Make an exact copy of all the data.

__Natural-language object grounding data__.
- Opening Delimiter -

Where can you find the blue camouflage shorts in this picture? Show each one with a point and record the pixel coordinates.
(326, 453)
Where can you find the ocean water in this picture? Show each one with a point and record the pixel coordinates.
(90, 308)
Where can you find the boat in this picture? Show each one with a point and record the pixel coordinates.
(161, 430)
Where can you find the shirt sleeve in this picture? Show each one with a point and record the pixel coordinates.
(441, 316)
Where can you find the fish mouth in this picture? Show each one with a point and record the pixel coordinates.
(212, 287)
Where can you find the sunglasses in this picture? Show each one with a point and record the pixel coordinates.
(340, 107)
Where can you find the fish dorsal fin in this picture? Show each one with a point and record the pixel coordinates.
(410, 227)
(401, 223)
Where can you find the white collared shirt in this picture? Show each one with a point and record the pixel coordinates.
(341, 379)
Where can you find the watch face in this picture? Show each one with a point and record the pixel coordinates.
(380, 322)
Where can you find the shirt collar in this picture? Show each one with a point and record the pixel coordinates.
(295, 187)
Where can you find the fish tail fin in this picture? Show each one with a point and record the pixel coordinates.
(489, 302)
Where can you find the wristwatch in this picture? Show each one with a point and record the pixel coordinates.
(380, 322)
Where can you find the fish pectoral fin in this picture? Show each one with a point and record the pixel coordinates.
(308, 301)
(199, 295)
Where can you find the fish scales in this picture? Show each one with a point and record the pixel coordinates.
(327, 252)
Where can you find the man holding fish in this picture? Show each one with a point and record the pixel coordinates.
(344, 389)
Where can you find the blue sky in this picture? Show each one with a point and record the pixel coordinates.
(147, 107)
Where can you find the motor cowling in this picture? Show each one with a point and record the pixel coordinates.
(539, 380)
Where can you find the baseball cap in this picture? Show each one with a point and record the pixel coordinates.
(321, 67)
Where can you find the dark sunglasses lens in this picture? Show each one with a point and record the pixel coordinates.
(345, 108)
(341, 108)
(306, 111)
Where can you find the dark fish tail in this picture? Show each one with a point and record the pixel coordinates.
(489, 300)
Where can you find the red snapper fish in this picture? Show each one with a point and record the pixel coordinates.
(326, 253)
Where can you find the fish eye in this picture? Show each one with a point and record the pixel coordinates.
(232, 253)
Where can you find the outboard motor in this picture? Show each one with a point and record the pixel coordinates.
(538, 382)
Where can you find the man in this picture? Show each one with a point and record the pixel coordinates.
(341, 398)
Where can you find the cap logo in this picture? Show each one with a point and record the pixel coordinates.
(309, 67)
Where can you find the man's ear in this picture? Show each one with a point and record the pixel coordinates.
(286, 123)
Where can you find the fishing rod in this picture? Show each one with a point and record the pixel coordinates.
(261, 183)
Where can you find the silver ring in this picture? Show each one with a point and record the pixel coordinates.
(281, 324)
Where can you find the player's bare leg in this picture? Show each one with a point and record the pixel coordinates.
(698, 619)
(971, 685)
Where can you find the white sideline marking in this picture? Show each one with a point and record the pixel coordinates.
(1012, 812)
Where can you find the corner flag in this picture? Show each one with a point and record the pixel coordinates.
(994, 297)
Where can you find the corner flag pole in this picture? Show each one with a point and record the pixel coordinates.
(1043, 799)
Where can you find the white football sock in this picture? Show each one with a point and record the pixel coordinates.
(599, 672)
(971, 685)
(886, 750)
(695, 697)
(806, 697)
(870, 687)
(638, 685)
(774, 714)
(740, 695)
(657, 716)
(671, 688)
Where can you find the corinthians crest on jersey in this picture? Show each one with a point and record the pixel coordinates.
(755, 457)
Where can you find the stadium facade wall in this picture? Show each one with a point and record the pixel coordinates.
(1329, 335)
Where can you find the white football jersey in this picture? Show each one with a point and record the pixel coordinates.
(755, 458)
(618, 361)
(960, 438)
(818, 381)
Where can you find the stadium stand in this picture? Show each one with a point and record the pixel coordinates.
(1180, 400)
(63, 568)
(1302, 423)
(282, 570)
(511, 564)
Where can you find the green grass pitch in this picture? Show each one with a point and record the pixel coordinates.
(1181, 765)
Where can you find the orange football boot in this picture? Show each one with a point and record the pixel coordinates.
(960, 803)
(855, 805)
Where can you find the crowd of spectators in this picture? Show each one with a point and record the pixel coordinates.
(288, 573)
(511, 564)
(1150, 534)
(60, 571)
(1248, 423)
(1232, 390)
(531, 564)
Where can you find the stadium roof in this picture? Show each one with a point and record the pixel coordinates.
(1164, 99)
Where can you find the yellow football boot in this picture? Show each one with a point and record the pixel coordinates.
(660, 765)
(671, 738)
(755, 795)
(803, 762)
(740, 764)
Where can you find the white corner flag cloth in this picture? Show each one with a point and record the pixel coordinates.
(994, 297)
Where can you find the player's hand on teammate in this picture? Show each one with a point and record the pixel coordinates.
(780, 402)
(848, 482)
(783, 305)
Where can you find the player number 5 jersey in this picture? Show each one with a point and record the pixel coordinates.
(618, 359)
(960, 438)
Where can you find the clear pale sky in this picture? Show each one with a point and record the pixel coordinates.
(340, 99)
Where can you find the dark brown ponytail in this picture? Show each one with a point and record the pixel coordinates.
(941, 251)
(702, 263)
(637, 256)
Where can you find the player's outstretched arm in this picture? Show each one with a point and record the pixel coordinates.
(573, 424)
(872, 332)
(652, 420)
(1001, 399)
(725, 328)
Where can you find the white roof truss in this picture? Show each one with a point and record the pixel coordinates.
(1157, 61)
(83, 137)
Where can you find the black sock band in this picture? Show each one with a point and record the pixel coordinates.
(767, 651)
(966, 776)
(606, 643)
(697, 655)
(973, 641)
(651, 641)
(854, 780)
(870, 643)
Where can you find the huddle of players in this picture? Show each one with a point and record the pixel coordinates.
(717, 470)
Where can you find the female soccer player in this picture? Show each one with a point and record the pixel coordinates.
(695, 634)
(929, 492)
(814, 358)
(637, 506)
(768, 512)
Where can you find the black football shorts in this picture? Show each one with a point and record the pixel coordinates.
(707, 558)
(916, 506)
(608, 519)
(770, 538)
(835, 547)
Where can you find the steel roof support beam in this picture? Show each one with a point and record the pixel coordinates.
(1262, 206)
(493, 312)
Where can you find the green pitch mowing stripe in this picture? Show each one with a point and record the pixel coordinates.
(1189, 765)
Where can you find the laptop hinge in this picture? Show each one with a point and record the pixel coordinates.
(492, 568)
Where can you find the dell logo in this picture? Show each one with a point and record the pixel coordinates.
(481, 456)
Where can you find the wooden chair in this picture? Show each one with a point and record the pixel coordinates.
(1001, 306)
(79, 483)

- Closing Delimiter -

__Solution to this task__.
Where can you find the blue camouflage shorts in this picture? Show each one with a point and record the pixel coordinates.
(326, 453)
Where can you find the ocean water in this picture? Show each one with a point and record the pixel coordinates.
(90, 308)
Where can you find the boat in this picture? Show each one with a point and record the pixel coordinates.
(161, 430)
Where can you find the shirt sleeve in this picture? Show each one with a point and record the pixel coordinates.
(441, 316)
Where can you find the fish mouth in this picture? Show each one with a point and record the pixel coordinates.
(212, 287)
Where can you find the sunglasses in this picture? Show each one with a point and record the pixel coordinates.
(340, 107)
Where can you find the fish dorsal fin in this picture? Show each one with a point and record the pixel coordinates.
(410, 227)
(401, 223)
Where can you find the white collared shirt in this picture? Show each one with a point and record the pixel coordinates.
(341, 379)
Where can you find the watch face in this picture? Show each one with a point and record the pixel coordinates.
(380, 322)
Where can you find the shirt collar in this picture? Show each one with a point and record the pixel coordinates.
(295, 187)
Where can you find the fish tail fin in this picture? Show each one with a point and record the pixel coordinates.
(489, 302)
Where can you find the wristwatch in this picture? Show each one with a point and record the pixel coordinates.
(380, 322)
Where can you find the fish pectoral fin in this picture? Show each one with a point and record the pixel coordinates.
(308, 301)
(199, 295)
Where can you find the fish scales in this picture? Show each one with a point and record the pixel coordinates.
(327, 252)
Where can you find the man holding fish in this picture? Show each one with a point and record the pixel coordinates.
(344, 389)
Where can you find the blue sky in this picture? Show each one with a point and record the pixel coordinates.
(147, 107)
Where can you find the motor cowling in this picture? Show each one with a point and record the pixel coordinates.
(539, 380)
Where can you find the baseball cap in this picture? Show each one with a point and record the pixel coordinates.
(321, 67)
Where can you find the dark sunglasses lens in this picture? Show each one with a point and record the pixel coordinates.
(345, 108)
(341, 108)
(306, 111)
Where can you find the dark fish tail in this picture? Show each one with a point and record the pixel coordinates.
(489, 300)
Where can you find the red snapper fish in this picture? Show each one with a point and record the pixel coordinates.
(326, 253)
Where can you find the fish eye in this picture? Show each one with a point and record the pixel coordinates.
(232, 253)
Where can you find the outboard motor in this picture? Show each one with a point and record the pixel coordinates.
(538, 382)
Where can you find the man in this picture? Show each one with a point and record the pixel coordinates.
(341, 398)
Where can you find the cap logo in this picture? Show each one with a point and record the pixel coordinates.
(309, 67)
Where can you find the man's ear in this picture? Show each one with a point and record the pixel coordinates.
(286, 123)
Where can you find the fishing rod in this picture? Show each one with a point and record the pixel coordinates.
(261, 183)
Where can you find the silver ring in this picture? Show each one with a point and record the pixel coordinates.
(281, 324)
Where can you find the player's bare leg in this picture? Show each one with a point and record the pixel coordinates.
(698, 619)
(971, 685)
Where can you find the white sideline marking in this picture? Show each one with a point and record the pixel coordinates.
(1012, 812)
Where can you find the corner flag in this picture? Show each one with a point and record the pixel coordinates.
(994, 297)
Where can you find the corner flag pole in this picture? Show each one with a point and record the pixel coordinates.
(1043, 799)
Where can you find the white football sock in this picture? Show each one with a point and record the pixel coordinates.
(599, 672)
(971, 685)
(886, 750)
(695, 697)
(806, 697)
(870, 687)
(638, 685)
(774, 714)
(740, 695)
(657, 716)
(671, 688)
Where can you find the corinthians crest on jersey in this picture? Show each one with a point and record the pixel coordinates.
(755, 457)
Where can you find the stadium facade wall in this picture? Show each one with a point and record the pixel coordinates.
(1329, 335)
Where can you find the white football jersey in this picture? Show each one with a point and record the pixel coordinates.
(755, 458)
(618, 361)
(960, 438)
(818, 381)
Where can you find the stadium stand in this picture? Show each one with a point and record the pixel coordinates.
(1180, 400)
(63, 568)
(1302, 423)
(282, 570)
(511, 564)
Where can you find the green grass pitch in this picture? Show each one with a point and record the pixel coordinates.
(1181, 765)
Where can you find the orange football boot in this picture? Show each one with a point and record the pixel coordinates.
(960, 803)
(855, 805)
Where can you find the crowd of spectators in this picture? Show each one with a point and record the pixel coordinates.
(288, 573)
(511, 564)
(1150, 534)
(60, 571)
(1248, 423)
(1232, 390)
(531, 564)
Where can you find the stadium roof in this picture? Show each one with a point and record the pixel coordinates.
(1164, 99)
Where can you find the yellow football boot in this picture? Show each one with a point and record the pixel coordinates.
(660, 765)
(671, 738)
(755, 795)
(803, 762)
(740, 764)
Where can you find the white corner flag cloth in this picture? Show each one with a point and record the pixel coordinates.
(994, 297)
Where can you find the player's hand on teammate in this picture? Show each one with a point and record the pixel coordinates.
(780, 402)
(848, 482)
(783, 305)
Where can you find the player number 5 jersey in this picture? Show each one with a point and record the pixel coordinates.
(618, 359)
(960, 438)
Where can you find the clear pale sky in this picture? Show each one with a point and record the pixel coordinates.
(340, 99)
Where can you find the dark brown ponytail in this picture? Show each one with a point and record the pixel coordinates.
(941, 251)
(702, 263)
(637, 256)
Where can you find the player's outstretched arm in this picture? Show each one with a point and record the pixel coordinates.
(573, 424)
(872, 332)
(652, 420)
(1001, 399)
(725, 328)
Where can you find the white roof truss in this picture? Show each one with a point and record the pixel coordinates.
(1157, 61)
(83, 137)
Where can you find the black sock band in this picture? Show each one with a point and record the pixel coordinates.
(767, 651)
(966, 776)
(606, 643)
(697, 655)
(973, 641)
(651, 641)
(854, 780)
(870, 643)
Where can you find the huddle of players in this picture? Show each one with a point and record the pixel coordinates.
(717, 470)
Where can you find the female soccer player in this picture? Show each one with a point and record the pixel coordinates.
(695, 634)
(929, 492)
(814, 358)
(637, 506)
(768, 512)
Where can you find the black football shorts in this picture? Show each one with a point and record the pixel coordinates.
(707, 558)
(916, 506)
(608, 519)
(770, 538)
(835, 547)
Where can you find the steel roof support beam in this picture? Show each one with a point and record the pixel coordinates.
(1262, 206)
(493, 312)
Where can you find the green pitch mowing stripe in this picture? Show each one with a point and record the pixel coordinates.
(1189, 765)
Where can you find the laptop hinge in this picture? Show each one with a point and record the pixel coordinates.
(492, 568)
Where can you find the dell logo in this picture? Show each one with a point and record the pixel coordinates.
(481, 456)
Where can you find the wooden chair in this picture? Show each one with a point and record the pixel coordinates.
(1001, 306)
(79, 483)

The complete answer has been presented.